(Stored dataset items)

------------------------------------------------------------

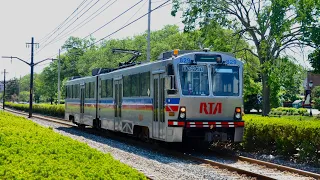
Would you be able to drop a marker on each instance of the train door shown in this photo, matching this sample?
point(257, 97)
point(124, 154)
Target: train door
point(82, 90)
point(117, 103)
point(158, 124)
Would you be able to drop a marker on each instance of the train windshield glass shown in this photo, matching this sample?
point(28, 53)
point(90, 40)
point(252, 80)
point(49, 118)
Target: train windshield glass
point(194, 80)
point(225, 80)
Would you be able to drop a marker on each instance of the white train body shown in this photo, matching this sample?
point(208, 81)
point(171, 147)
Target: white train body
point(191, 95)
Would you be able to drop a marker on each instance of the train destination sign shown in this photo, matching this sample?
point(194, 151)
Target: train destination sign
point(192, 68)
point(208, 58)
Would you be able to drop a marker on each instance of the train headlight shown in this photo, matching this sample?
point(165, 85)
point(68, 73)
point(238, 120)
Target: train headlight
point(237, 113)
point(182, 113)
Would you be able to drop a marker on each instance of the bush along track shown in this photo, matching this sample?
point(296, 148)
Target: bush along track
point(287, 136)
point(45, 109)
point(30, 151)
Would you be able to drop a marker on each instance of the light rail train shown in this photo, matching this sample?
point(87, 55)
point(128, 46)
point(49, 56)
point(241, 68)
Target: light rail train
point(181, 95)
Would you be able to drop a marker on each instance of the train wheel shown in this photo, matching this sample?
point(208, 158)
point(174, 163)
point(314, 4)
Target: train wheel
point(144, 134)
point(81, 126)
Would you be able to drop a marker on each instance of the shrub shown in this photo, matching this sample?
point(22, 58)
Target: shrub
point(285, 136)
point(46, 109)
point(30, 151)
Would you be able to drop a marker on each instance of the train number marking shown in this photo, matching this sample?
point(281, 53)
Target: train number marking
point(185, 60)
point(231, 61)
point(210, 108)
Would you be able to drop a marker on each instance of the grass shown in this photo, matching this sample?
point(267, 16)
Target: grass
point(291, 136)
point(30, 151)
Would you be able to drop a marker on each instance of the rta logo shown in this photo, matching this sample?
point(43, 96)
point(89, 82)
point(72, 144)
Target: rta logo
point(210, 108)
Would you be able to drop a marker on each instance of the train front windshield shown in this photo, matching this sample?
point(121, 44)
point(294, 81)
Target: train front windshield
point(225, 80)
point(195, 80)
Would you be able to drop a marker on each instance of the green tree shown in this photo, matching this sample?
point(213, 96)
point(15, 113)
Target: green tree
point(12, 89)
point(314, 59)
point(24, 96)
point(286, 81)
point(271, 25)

------------------------------------------------------------

Please edit the records above, changing "drop a marker" to "place a point" throughout and keeping everything else the same. Leave the pictures out of your answer.

Would you be able to place a point on each instance of the train door shown in this photo, matching this sample?
point(257, 97)
point(124, 154)
Target: train door
point(82, 90)
point(117, 103)
point(158, 124)
Would you be able to place a point on each instance of the train windshield glass shown in this photo, matching this sample?
point(28, 53)
point(90, 40)
point(252, 80)
point(49, 118)
Target: train windshield glass
point(194, 80)
point(225, 80)
Would you be able to place a point on each instance of the white train body shown in this photo, matching this sample?
point(208, 81)
point(171, 147)
Target: white train body
point(191, 95)
Would you be able to place a point on each instance of the train destination sign shown in this photo, matching this sample?
point(194, 151)
Target: train destination sign
point(192, 68)
point(208, 58)
Would you be able to place a point on each instance of the train headlight shown in this photo, matching this sample?
point(165, 85)
point(68, 73)
point(238, 120)
Target: train headlight
point(237, 113)
point(182, 113)
Would you be able to place a point on each instance of the bush along track shown in this photo, matching this sample?
point(296, 148)
Target: bush along track
point(287, 136)
point(45, 109)
point(30, 151)
Would you be able to place a point on each instance of the light rail train shown in this photo, matching this sample?
point(87, 55)
point(128, 46)
point(49, 56)
point(241, 68)
Target: light rail train
point(181, 95)
Would you be able to place a point on each instance of the train wheel shown in this photo, matching this sample?
point(208, 158)
point(174, 163)
point(314, 4)
Target: train wheel
point(144, 134)
point(81, 126)
Would you be able to place a point on each instance of the shrub shown in this photo, matching this sample?
point(22, 58)
Target: shrub
point(285, 136)
point(46, 109)
point(30, 151)
Would you be able to place a point on each instance of the train number marking shown in this photo, matching this sample?
point(281, 53)
Target: train number marking
point(185, 60)
point(231, 61)
point(210, 108)
Would you be able to place a point on each instance of the grass shown in this photo, matching this sample?
point(267, 16)
Target: grass
point(291, 136)
point(30, 151)
Would you be able to place a point on each instance of the rta logo shown in this photo, matching this sample?
point(43, 96)
point(89, 82)
point(72, 144)
Target: rta logo
point(210, 108)
Would you be able to place a point on each instance of the train front windshield shown in this photo, matching this sample?
point(121, 44)
point(294, 81)
Target: train front windshield
point(225, 80)
point(195, 80)
Would you be able to place a point on each instance of the green tree shown in this photo, matching this sample?
point(213, 96)
point(15, 113)
Target: green tree
point(12, 89)
point(314, 59)
point(24, 96)
point(286, 81)
point(271, 25)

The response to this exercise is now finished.